**Stated problem:** Retype the material below word for word, from the line containing "Detects the sky" down through its very end. Leave the pictures out.

-- Start Raw data --

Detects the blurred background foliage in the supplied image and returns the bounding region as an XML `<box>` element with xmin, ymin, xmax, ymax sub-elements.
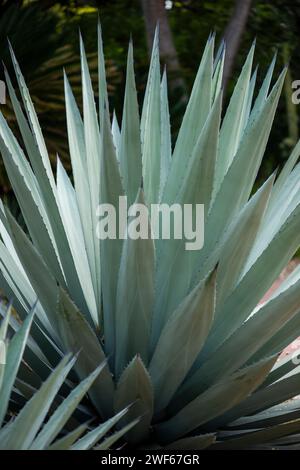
<box><xmin>0</xmin><ymin>0</ymin><xmax>300</xmax><ymax>195</ymax></box>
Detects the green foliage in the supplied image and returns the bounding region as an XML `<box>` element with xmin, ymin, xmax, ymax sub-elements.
<box><xmin>0</xmin><ymin>305</ymin><xmax>131</xmax><ymax>450</ymax></box>
<box><xmin>0</xmin><ymin>23</ymin><xmax>300</xmax><ymax>449</ymax></box>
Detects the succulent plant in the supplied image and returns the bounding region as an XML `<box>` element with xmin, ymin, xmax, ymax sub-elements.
<box><xmin>0</xmin><ymin>24</ymin><xmax>300</xmax><ymax>449</ymax></box>
<box><xmin>0</xmin><ymin>305</ymin><xmax>136</xmax><ymax>450</ymax></box>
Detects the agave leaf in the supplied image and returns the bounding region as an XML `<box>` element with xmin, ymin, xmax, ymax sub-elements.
<box><xmin>10</xmin><ymin>47</ymin><xmax>86</xmax><ymax>311</ymax></box>
<box><xmin>64</xmin><ymin>75</ymin><xmax>99</xmax><ymax>308</ymax></box>
<box><xmin>115</xmin><ymin>356</ymin><xmax>153</xmax><ymax>443</ymax></box>
<box><xmin>274</xmin><ymin>140</ymin><xmax>300</xmax><ymax>200</ymax></box>
<box><xmin>0</xmin><ymin>356</ymin><xmax>76</xmax><ymax>450</ymax></box>
<box><xmin>213</xmin><ymin>418</ymin><xmax>300</xmax><ymax>450</ymax></box>
<box><xmin>97</xmin><ymin>21</ymin><xmax>109</xmax><ymax>124</ymax></box>
<box><xmin>58</xmin><ymin>289</ymin><xmax>114</xmax><ymax>418</ymax></box>
<box><xmin>214</xmin><ymin>40</ymin><xmax>255</xmax><ymax>194</ymax></box>
<box><xmin>111</xmin><ymin>111</ymin><xmax>121</xmax><ymax>156</ymax></box>
<box><xmin>228</xmin><ymin>400</ymin><xmax>300</xmax><ymax>431</ymax></box>
<box><xmin>47</xmin><ymin>423</ymin><xmax>88</xmax><ymax>450</ymax></box>
<box><xmin>1</xmin><ymin>69</ymin><xmax>46</xmax><ymax>204</ymax></box>
<box><xmin>194</xmin><ymin>70</ymin><xmax>286</xmax><ymax>283</ymax></box>
<box><xmin>206</xmin><ymin>196</ymin><xmax>300</xmax><ymax>358</ymax></box>
<box><xmin>165</xmin><ymin>434</ymin><xmax>216</xmax><ymax>450</ymax></box>
<box><xmin>141</xmin><ymin>24</ymin><xmax>159</xmax><ymax>146</ymax></box>
<box><xmin>80</xmin><ymin>37</ymin><xmax>101</xmax><ymax>319</ymax></box>
<box><xmin>162</xmin><ymin>37</ymin><xmax>214</xmax><ymax>203</ymax></box>
<box><xmin>153</xmin><ymin>91</ymin><xmax>222</xmax><ymax>343</ymax></box>
<box><xmin>212</xmin><ymin>42</ymin><xmax>226</xmax><ymax>102</ymax></box>
<box><xmin>57</xmin><ymin>158</ymin><xmax>98</xmax><ymax>325</ymax></box>
<box><xmin>0</xmin><ymin>242</ymin><xmax>59</xmax><ymax>345</ymax></box>
<box><xmin>177</xmin><ymin>281</ymin><xmax>300</xmax><ymax>408</ymax></box>
<box><xmin>160</xmin><ymin>69</ymin><xmax>172</xmax><ymax>198</ymax></box>
<box><xmin>142</xmin><ymin>32</ymin><xmax>161</xmax><ymax>205</ymax></box>
<box><xmin>261</xmin><ymin>348</ymin><xmax>300</xmax><ymax>387</ymax></box>
<box><xmin>212</xmin><ymin>372</ymin><xmax>300</xmax><ymax>427</ymax></box>
<box><xmin>119</xmin><ymin>41</ymin><xmax>142</xmax><ymax>205</ymax></box>
<box><xmin>162</xmin><ymin>357</ymin><xmax>276</xmax><ymax>441</ymax></box>
<box><xmin>149</xmin><ymin>270</ymin><xmax>216</xmax><ymax>412</ymax></box>
<box><xmin>0</xmin><ymin>209</ymin><xmax>57</xmax><ymax>329</ymax></box>
<box><xmin>0</xmin><ymin>309</ymin><xmax>34</xmax><ymax>425</ymax></box>
<box><xmin>94</xmin><ymin>419</ymin><xmax>139</xmax><ymax>450</ymax></box>
<box><xmin>9</xmin><ymin>44</ymin><xmax>55</xmax><ymax>194</ymax></box>
<box><xmin>100</xmin><ymin>110</ymin><xmax>124</xmax><ymax>365</ymax></box>
<box><xmin>30</xmin><ymin>364</ymin><xmax>105</xmax><ymax>450</ymax></box>
<box><xmin>217</xmin><ymin>174</ymin><xmax>275</xmax><ymax>303</ymax></box>
<box><xmin>251</xmin><ymin>311</ymin><xmax>300</xmax><ymax>360</ymax></box>
<box><xmin>0</xmin><ymin>305</ymin><xmax>11</xmax><ymax>398</ymax></box>
<box><xmin>71</xmin><ymin>409</ymin><xmax>127</xmax><ymax>450</ymax></box>
<box><xmin>115</xmin><ymin>190</ymin><xmax>155</xmax><ymax>377</ymax></box>
<box><xmin>243</xmin><ymin>67</ymin><xmax>258</xmax><ymax>130</ymax></box>
<box><xmin>0</xmin><ymin>116</ymin><xmax>65</xmax><ymax>283</ymax></box>
<box><xmin>251</xmin><ymin>54</ymin><xmax>277</xmax><ymax>119</ymax></box>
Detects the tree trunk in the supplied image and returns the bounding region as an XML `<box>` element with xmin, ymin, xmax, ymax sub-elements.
<box><xmin>141</xmin><ymin>0</ymin><xmax>185</xmax><ymax>95</ymax></box>
<box><xmin>223</xmin><ymin>0</ymin><xmax>251</xmax><ymax>89</ymax></box>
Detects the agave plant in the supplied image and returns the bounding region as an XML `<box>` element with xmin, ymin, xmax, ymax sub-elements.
<box><xmin>0</xmin><ymin>27</ymin><xmax>300</xmax><ymax>449</ymax></box>
<box><xmin>0</xmin><ymin>305</ymin><xmax>135</xmax><ymax>450</ymax></box>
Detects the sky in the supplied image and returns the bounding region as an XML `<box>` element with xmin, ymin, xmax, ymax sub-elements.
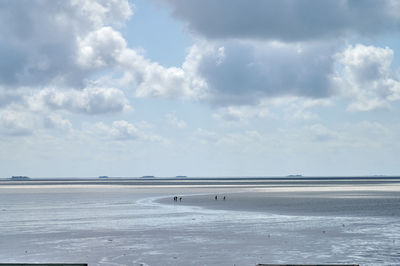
<box><xmin>0</xmin><ymin>0</ymin><xmax>400</xmax><ymax>178</ymax></box>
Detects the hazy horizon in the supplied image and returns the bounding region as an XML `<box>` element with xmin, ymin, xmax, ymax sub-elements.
<box><xmin>0</xmin><ymin>0</ymin><xmax>400</xmax><ymax>177</ymax></box>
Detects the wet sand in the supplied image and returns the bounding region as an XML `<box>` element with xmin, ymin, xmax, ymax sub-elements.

-- End Raw data --

**Exercise solution:**
Detects the sky in the supplied image and returns the bounding region as an XML `<box>` element with xmin, ymin, xmax, ymax sub-elements.
<box><xmin>0</xmin><ymin>0</ymin><xmax>400</xmax><ymax>178</ymax></box>
Detects the hazy horizon in the supplied image and returns the bounding region as an XML `<box>` element with xmin, ymin, xmax, ymax sub-elements.
<box><xmin>0</xmin><ymin>0</ymin><xmax>400</xmax><ymax>177</ymax></box>
Detects the wet sand in the supplied image and returns the bounding region as an XML `<box>` element with xmin, ymin, xmax, ymax sub-elements.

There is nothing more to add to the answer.